Spatial annotation records

- - -

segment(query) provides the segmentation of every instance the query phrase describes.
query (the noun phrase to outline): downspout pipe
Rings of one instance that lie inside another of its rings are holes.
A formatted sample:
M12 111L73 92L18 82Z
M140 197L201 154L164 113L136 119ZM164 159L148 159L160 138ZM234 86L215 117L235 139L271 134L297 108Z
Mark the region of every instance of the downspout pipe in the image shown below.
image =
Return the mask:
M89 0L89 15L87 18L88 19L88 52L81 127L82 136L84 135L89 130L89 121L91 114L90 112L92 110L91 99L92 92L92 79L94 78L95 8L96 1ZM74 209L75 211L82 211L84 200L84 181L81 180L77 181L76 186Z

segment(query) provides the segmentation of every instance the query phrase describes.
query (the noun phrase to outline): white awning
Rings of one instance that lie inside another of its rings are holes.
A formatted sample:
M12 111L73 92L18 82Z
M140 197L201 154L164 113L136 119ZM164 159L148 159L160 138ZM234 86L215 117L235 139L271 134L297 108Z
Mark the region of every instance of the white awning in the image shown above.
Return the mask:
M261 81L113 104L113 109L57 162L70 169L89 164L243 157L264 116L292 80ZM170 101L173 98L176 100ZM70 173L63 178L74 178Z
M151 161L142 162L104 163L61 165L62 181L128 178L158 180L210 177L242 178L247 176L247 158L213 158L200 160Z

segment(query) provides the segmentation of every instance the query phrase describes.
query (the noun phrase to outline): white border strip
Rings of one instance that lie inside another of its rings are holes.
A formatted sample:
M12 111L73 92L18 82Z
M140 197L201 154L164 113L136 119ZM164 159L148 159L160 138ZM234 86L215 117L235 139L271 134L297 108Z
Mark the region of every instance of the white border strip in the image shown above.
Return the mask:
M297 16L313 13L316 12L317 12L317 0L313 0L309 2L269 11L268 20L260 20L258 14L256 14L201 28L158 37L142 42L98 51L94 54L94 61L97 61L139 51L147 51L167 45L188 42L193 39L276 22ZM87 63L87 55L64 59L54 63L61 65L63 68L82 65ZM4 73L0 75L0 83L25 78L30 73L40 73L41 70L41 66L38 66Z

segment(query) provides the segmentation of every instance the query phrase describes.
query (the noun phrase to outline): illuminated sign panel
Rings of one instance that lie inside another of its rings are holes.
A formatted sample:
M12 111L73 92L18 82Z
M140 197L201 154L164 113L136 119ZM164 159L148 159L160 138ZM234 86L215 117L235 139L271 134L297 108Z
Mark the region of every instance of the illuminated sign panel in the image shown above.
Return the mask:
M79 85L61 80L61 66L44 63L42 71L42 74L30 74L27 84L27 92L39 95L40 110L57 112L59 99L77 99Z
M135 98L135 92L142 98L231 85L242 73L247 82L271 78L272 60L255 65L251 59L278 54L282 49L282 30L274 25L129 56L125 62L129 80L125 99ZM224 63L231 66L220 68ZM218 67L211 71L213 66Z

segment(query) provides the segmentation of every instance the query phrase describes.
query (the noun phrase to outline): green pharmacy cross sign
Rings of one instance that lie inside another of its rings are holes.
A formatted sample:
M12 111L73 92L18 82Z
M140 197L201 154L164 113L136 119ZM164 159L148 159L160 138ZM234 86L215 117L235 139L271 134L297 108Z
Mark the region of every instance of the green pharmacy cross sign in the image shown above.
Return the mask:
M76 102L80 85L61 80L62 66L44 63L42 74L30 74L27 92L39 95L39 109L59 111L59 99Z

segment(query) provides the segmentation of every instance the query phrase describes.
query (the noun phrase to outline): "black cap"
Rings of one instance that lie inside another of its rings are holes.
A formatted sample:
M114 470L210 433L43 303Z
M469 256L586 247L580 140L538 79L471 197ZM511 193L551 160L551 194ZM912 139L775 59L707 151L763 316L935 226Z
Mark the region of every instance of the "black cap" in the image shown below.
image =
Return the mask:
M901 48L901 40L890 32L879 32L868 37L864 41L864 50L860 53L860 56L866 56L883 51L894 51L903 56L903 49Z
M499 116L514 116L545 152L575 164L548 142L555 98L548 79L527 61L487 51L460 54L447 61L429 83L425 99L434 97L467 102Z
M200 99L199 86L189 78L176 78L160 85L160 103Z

- - -

## Work to be completed
Rewrite all of the material above with every "Return the mask" changed to "Provide the mask", leaving everything else as it is.

## Response
segment(query) provides the segmentation of every instance the query phrase describes.
query (the noun phrase to outline): downspout pipe
Rings of one instance that lie inside another of its rings are holes.
A formatted sample:
M12 111L73 92L18 82Z
M140 197L201 154L164 113L136 119ZM164 159L148 159L160 138ZM234 86L215 117L235 139L271 134L297 108Z
Mark the region of every instance of the downspout pipe in the image shown below.
image =
Provide the mask:
M89 0L89 15L87 18L88 19L88 52L81 127L82 136L84 135L89 130L89 121L91 114L90 112L92 110L91 99L92 92L92 79L94 78L95 8L96 1ZM74 209L75 211L82 211L84 200L84 181L81 180L77 181L76 186Z

segment(query) provides the segmentation of every instance the query phrase describes.
query (the noun phrase to outline): white awning
Rings of one instance that lie inside another of its rings are holes.
A formatted sample:
M12 111L73 92L18 82Z
M140 197L201 154L164 113L136 119ZM164 159L148 159L160 138ZM234 86L215 117L235 139L271 134L297 108Z
Mark the region of every instance of the white awning in the image shown above.
Provide the mask:
M261 81L113 104L113 109L57 162L70 169L89 164L243 157L264 116L292 80ZM170 101L173 98L176 100ZM70 173L63 178L74 178Z
M151 161L142 162L104 163L61 165L62 181L128 178L158 180L210 177L242 178L247 176L247 158L213 158L200 160Z

segment(query) provides the segmentation of every instance the query phrase describes.
query (the noun phrase to outline): white border strip
Rings of one instance that lie inside another of its rings are holes.
A formatted sample:
M12 111L73 92L18 82Z
M140 197L201 154L164 113L136 119ZM164 159L148 159L160 138ZM234 86L215 117L235 139L271 134L297 108Z
Mark the region of every instance of the white border strip in the image shown above.
Provide the mask:
M297 16L313 13L316 12L317 12L317 0L313 0L309 2L269 11L268 20L260 20L258 14L256 14L201 28L158 37L142 42L98 51L94 54L94 61L97 61L139 51L147 51L167 45L188 42L193 39L276 22ZM87 63L87 55L64 59L54 63L61 65L63 68L82 65ZM4 73L0 75L0 83L25 78L30 73L40 73L41 70L41 66L38 66Z

segment(query) provides the segmentation of every instance the query phrase describes.
query (the noun phrase to outline): illuminated sign panel
Rings of one instance that lie inside another of its rings are holes.
A formatted sample:
M12 111L73 92L18 82Z
M140 197L201 154L164 113L136 119ZM164 159L148 159L160 138ZM234 86L215 117L235 139L271 134L297 108Z
Mark the region of every instance of the illuminated sign panel in the image shown above.
Provide the mask:
M79 85L61 80L61 66L44 63L42 71L42 74L30 74L27 84L27 92L39 95L40 110L57 112L59 99L77 99Z
M135 98L135 92L142 98L231 85L242 73L247 82L271 78L272 60L255 65L251 59L278 54L282 49L282 30L274 25L129 56L125 62L129 80L125 99ZM224 63L231 66L220 68ZM218 67L211 71L213 66Z

segment(query) provides the segmentation of every instance the query phrase describes.
query (the noun phrase to outline): green pharmacy cross sign
Rings of one instance that lie inside another of its rings are holes.
A formatted sample:
M12 111L73 92L18 82Z
M140 197L201 154L164 113L136 119ZM164 159L148 159L160 138ZM234 86L215 117L235 139L271 134L297 108Z
Mark the region of every instance of the green pharmacy cross sign in the image shown above.
Provide the mask:
M76 102L80 85L61 80L62 66L44 63L42 74L30 74L27 92L39 95L39 109L59 111L59 99Z

segment(query) provides the segmentation of every instance the query phrase describes.
query (the noun phrase to outline): "black cap"
Rings of one instance that lie inside another of its rings are holes.
A formatted sample:
M114 470L210 433L43 303Z
M469 256L586 247L580 140L538 79L471 197ZM511 193L551 160L551 194ZM912 139L775 59L707 151L763 316L935 226Z
Mark the region of every instance of the "black cap" in the image shown below.
image =
Provide the mask:
M901 48L901 40L890 32L879 32L868 37L864 41L864 50L860 53L860 56L866 56L883 51L894 51L903 56L903 49Z
M499 116L514 116L545 152L575 164L548 142L555 98L548 79L527 61L487 51L460 54L447 61L429 83L425 99L434 97L467 102Z
M200 99L199 86L189 78L176 78L160 85L160 103Z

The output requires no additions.